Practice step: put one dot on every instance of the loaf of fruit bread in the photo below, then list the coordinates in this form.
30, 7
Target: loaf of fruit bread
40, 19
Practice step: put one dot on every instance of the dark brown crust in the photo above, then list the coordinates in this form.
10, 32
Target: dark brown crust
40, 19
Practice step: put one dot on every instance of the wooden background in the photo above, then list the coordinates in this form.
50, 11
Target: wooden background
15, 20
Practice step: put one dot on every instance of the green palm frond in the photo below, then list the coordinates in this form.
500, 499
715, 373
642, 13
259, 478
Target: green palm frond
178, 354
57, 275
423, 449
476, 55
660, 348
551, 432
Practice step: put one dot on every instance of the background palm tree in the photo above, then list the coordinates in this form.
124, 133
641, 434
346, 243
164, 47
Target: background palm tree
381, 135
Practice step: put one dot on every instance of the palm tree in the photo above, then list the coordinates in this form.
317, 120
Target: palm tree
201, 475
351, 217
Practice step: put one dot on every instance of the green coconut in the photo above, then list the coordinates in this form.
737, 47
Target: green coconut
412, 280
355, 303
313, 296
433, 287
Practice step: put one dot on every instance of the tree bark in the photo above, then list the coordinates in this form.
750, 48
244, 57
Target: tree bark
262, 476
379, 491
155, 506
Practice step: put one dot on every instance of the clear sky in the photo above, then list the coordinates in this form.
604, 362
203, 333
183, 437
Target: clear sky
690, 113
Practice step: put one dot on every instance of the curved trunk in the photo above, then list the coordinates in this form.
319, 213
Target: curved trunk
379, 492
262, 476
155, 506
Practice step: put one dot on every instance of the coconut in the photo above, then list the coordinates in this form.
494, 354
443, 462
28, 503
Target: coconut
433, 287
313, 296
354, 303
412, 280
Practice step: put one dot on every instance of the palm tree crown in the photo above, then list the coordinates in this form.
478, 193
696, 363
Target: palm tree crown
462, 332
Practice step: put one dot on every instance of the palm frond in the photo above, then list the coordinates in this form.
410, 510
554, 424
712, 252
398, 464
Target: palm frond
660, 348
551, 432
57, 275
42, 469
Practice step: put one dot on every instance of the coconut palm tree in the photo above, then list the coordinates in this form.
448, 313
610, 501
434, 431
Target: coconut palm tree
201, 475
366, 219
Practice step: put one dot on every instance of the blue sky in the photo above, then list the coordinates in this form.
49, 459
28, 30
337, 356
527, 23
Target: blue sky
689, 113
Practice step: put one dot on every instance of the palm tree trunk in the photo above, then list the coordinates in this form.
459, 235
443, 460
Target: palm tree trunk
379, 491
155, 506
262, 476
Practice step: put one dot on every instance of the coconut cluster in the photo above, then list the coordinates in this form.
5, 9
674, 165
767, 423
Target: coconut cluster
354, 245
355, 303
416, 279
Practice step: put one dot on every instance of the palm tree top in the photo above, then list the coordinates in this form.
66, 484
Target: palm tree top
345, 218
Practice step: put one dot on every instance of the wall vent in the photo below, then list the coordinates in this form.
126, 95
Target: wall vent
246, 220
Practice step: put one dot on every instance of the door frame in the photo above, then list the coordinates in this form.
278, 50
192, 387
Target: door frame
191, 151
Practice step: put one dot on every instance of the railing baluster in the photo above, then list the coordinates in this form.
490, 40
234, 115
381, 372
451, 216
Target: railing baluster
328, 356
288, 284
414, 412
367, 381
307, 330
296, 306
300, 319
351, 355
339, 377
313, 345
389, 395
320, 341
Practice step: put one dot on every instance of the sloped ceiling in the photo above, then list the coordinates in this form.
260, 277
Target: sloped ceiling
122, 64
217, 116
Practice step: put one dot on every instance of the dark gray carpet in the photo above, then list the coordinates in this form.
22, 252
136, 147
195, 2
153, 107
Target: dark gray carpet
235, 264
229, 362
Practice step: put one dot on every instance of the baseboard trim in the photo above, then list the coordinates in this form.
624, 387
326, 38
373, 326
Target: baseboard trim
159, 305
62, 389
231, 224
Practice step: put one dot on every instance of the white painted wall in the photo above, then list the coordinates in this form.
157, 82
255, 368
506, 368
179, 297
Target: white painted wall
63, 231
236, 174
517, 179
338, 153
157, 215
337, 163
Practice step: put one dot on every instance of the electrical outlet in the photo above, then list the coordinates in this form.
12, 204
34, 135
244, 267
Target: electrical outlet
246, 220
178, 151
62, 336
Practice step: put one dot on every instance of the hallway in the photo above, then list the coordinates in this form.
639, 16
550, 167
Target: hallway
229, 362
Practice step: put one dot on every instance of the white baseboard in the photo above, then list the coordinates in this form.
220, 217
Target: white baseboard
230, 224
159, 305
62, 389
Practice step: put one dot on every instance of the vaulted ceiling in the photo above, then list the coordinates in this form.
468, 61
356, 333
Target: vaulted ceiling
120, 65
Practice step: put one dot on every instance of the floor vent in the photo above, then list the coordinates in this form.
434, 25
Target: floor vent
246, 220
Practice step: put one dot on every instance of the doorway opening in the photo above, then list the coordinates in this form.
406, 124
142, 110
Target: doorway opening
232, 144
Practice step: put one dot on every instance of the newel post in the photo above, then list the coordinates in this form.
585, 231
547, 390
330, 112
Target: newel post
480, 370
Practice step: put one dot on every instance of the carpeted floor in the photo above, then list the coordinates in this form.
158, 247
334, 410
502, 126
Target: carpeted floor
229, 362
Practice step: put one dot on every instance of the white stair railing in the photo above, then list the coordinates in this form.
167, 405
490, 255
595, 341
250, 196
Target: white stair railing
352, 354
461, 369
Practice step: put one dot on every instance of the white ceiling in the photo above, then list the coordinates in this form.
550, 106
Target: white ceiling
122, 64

----------------------------------------

- **Exercise prompt**
Repeat everything from the line containing "Practice step: put one dot on every instance of the vaulted" down to the end of the records, keeping each line exactly as it stands.

- **Final result**
Practice step: put one dot on every instance of the vaulted ceiling in the photo above, then list the coordinates in this form.
468, 61
356, 333
Target: vaulted ceiling
120, 65
Practice step: put one dot on every instance of the floor vent in the photo above, then list the coordinates in this form.
434, 25
Target: floor vent
246, 220
Practice step: put one dot on every instance of the doorway opening in the photo above, then list the coordinates in this form.
406, 124
142, 110
Target: doorway opening
232, 144
Practice step: put one dot on every instance of the newel post in the photo above, then list the coordinates in this form.
585, 231
547, 390
330, 112
Target: newel post
480, 370
Practice step: put one dot on every instance of the carpeted floor in the photo above, then list the coordinates in this form.
158, 247
334, 410
502, 126
Target: carpeted floor
229, 362
Practice step: put one dot on every instance of the white stair railing in the photo above, then list the coordinates in this form.
167, 405
490, 255
595, 341
250, 196
Target: white stair railing
352, 354
461, 369
Practice step: put one dot on every instance of the white ceiling in the photo above, then list the coordinates in this form.
550, 106
Target: white ceiling
122, 64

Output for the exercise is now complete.